*YOUR ASSIGNMENT*
Your task is to print all of the entries exactly, though the pictures should not be included.

*AVAILABLE DATA*
########
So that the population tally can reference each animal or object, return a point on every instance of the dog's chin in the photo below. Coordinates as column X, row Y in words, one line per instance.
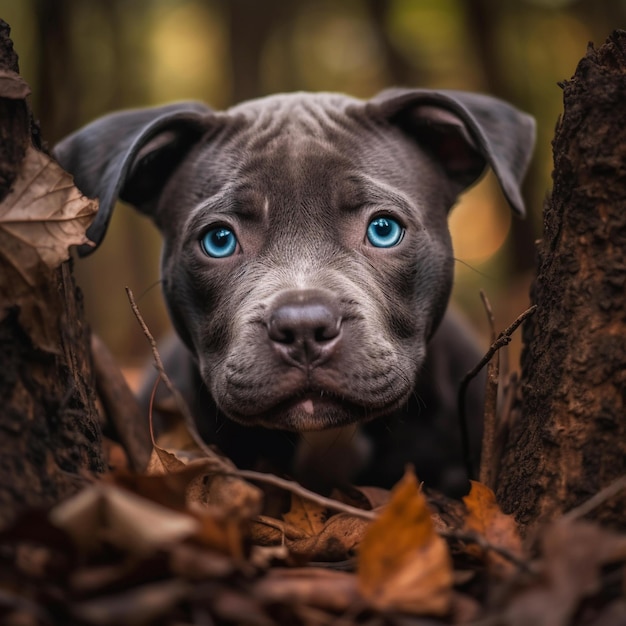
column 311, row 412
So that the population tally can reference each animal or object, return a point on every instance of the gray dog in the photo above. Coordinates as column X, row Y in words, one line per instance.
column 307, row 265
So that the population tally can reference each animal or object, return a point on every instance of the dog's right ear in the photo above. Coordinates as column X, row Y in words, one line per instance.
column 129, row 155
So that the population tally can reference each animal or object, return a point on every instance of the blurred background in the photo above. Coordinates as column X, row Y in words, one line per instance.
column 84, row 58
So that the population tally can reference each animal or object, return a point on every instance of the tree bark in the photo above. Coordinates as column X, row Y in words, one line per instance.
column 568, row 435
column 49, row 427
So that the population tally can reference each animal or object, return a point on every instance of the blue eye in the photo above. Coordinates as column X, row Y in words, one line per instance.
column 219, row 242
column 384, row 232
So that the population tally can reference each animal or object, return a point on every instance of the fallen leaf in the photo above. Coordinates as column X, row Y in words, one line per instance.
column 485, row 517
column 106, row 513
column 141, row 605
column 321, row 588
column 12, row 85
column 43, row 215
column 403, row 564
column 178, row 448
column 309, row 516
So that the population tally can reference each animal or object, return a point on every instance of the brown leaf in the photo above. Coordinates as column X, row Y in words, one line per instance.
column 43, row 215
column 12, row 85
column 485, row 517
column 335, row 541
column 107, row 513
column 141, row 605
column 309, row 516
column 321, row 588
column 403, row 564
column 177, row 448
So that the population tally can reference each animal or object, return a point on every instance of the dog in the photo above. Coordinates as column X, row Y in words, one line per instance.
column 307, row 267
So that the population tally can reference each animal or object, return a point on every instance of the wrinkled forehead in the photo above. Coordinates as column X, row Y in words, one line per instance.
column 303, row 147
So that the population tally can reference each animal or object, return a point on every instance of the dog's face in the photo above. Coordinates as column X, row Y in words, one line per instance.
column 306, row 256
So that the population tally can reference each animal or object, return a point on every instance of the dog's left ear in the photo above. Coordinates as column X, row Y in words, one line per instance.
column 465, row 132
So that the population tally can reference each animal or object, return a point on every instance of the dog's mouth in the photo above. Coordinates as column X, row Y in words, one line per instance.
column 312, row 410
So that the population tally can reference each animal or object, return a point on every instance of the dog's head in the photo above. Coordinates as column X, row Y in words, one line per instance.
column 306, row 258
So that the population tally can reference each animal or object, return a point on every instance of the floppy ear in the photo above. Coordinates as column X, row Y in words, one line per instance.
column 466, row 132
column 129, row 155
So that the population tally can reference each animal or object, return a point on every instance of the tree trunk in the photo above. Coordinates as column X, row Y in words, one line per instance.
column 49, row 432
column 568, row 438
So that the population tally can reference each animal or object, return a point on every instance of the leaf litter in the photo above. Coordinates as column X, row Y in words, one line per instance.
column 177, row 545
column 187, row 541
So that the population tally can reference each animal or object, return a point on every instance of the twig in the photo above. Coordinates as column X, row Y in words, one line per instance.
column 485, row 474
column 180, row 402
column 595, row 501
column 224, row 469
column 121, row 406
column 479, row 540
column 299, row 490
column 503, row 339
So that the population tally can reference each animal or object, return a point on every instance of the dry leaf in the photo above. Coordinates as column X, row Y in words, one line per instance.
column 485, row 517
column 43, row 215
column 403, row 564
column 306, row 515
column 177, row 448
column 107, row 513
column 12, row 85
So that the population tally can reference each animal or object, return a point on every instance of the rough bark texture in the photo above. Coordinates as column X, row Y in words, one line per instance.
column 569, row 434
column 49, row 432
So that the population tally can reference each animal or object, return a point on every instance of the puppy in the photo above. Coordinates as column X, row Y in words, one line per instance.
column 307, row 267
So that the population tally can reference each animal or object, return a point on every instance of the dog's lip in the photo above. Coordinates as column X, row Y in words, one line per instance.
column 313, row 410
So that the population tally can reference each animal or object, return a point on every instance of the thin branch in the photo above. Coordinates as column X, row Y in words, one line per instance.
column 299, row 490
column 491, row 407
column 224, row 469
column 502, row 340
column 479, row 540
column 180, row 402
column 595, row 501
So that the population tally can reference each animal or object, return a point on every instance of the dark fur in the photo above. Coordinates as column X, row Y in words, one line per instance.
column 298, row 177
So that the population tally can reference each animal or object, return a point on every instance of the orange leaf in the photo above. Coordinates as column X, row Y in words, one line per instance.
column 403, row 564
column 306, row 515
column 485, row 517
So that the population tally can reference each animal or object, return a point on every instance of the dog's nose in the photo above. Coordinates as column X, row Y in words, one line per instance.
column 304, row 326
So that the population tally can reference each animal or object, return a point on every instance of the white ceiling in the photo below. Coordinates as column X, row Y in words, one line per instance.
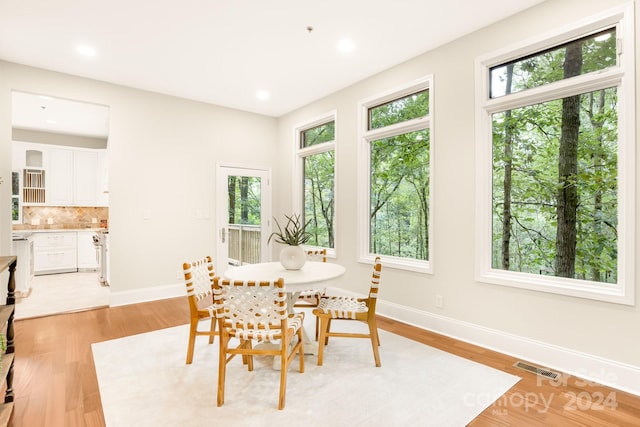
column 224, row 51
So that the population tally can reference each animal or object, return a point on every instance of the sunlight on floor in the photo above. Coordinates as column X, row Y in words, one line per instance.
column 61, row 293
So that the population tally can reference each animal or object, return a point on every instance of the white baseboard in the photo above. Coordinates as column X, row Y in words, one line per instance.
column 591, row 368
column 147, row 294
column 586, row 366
########
*SOLUTION*
So that the population tally can reference each animal or object, return a point on every instance of the dog's chin in the photo below. Coordinates as column X, row Y in words, one line per instance.
column 311, row 412
So that the population tally can reference each animal or object, return a point on every instance of the gray dog in the photo above. Coordinates as column X, row Y in words, one line per instance.
column 307, row 265
So that the population tally can reference each animal or object, return a point on every instance of the dog's right ear in the photo above. Coordinates as column X, row Y in words, one line per instance.
column 129, row 155
So that the population tally can reference each animal or object, return a point on every instance of the blurred background in the photo above. Coordinates as column X, row Y in words, one line per instance.
column 84, row 58
So that the population tally can reference each animal or object, return a point on every instance of the tree bark in the photo above. Coordinates as column X, row Y in words, one line per instance.
column 568, row 435
column 49, row 427
So that the population tally can reference each animal or object, return a point on every instance of the blue eye in the photo above. Coordinates as column X, row Y in words, one line per instance.
column 219, row 242
column 384, row 232
So that the population tally can reference each animal or object, return a point on every instance of the fallen leaf in the photo above. Coordinates as column X, row Y in words, one line per instance.
column 485, row 517
column 106, row 513
column 141, row 605
column 321, row 588
column 12, row 85
column 43, row 215
column 403, row 564
column 178, row 448
column 309, row 516
So that the population tally can reference each animal or object, return a point on every instance of the brown leaf in the photo above. Coordinates as column X, row Y in words, one line per instance.
column 43, row 215
column 12, row 85
column 485, row 517
column 335, row 541
column 107, row 513
column 141, row 605
column 309, row 516
column 321, row 588
column 403, row 564
column 177, row 448
So that the population tally can reference each animal or object, return a point on every instance of the dog in the photo above. Coordinates as column X, row Y in words, one line per instance.
column 307, row 267
So that the population tally can reference each animal or object, return a point on every instance of the wrinkled forehead in the photo above. Coordinates as column X, row Y in words, one line per instance.
column 303, row 147
So that the population tally can reference each animal or object, return a point on every instance of the dog's face in the photo above. Coordinates as column X, row Y in words, one line per instance.
column 306, row 256
So that the population tally can reference each animal or object, return a point on every instance of the dog's left ear in the photo above. Coordinates as column X, row Y in words, one line per instance.
column 465, row 132
So that the population tally can reference each animal or object, return a point on every instance of the dog's mouth in the photo above. Coordinates as column X, row Y in words, one line per instance.
column 312, row 410
So that the population tally can reference each animal or object, return a point on every instance of the dog's head in the photo above. Coordinates as column X, row Y in words, one line per instance.
column 306, row 258
So that the population tally can reference each animal or object, return a point on every instance of the floppy ear in the photo above. Coordinates as column X, row Y in words, one line per instance.
column 466, row 132
column 129, row 155
So that the population tally can reference each animal or object, return a point on every instance of the tree trunk in the photo above. Coordinates as column X, row Y in words, one line per instance.
column 49, row 432
column 568, row 438
So that the population tally can reference each animal or object, return a point on every instance of the leaf litter in the photo above. Coordinates as column X, row Y in words, one line per instance.
column 177, row 545
column 187, row 541
So that the population tally can reference each animal or object, return a point on every instance of the twig in the photo above. Coordinates as column X, row Y in words, one line per instance.
column 485, row 474
column 180, row 402
column 595, row 501
column 224, row 469
column 121, row 406
column 479, row 540
column 299, row 490
column 503, row 339
So that the population tally can reference each animal or object, return a point on every instance of the dry leaf in the photo above. Coordinates as column X, row Y in words, one line per instance.
column 485, row 517
column 43, row 215
column 403, row 564
column 306, row 515
column 177, row 448
column 107, row 513
column 12, row 85
So that the population tally can reference each animal or object, return a point on every instance of the rough bark texture in the photo above. Coordinates as column X, row Y in words, one line per instance.
column 569, row 434
column 49, row 432
So that the population tally can reference each animal or object, return a point on every instance of the puppy in the photo above. Coordinates as column X, row Y in words, one line per instance.
column 307, row 267
So that the population tally can reference each animal or object, return a point on every instance of the dog's lip in the photo above. Coordinates as column X, row Y in words, one line per instance.
column 313, row 410
So that the population tally can reference each animal or object, return a point on every instance of the thin branch in the photo above. Coordinates as column X, row Y in words, one line per instance.
column 299, row 490
column 491, row 407
column 224, row 469
column 502, row 340
column 479, row 540
column 180, row 402
column 595, row 501
So that the population tally can reference each animal or object, return a point on every instance of the dark fur in the photo above. Coordinates as column X, row Y in words, one line per instance.
column 298, row 177
So that the population tally can reference each animal or object, return a point on every instance of the orange leaf in the photo above. Coordinates as column X, row Y in words, one line per instance.
column 403, row 564
column 306, row 515
column 485, row 517
So that the population tally can reference each animal or object, return a point on every instance of the dog's nose in the photo above. Coordinates as column X, row Y in words, one line per instance.
column 304, row 326
So that the population tally can reference each animal or object, return a point on every instance of the white ceiling in the photo below. Coordinates as column X, row Y in words, one line per instance.
column 224, row 51
So that the population tally can reference each animal or object, return a point on every instance of the sunlight on floor in the photo above. Coordinates as column X, row Y in words, one line per instance.
column 61, row 293
So that the population tally can reference each animal or object, return a point on every instance of the white baseboard in the photo above. Coordinates as column X, row Y in words, one line per instance.
column 591, row 368
column 147, row 294
column 586, row 366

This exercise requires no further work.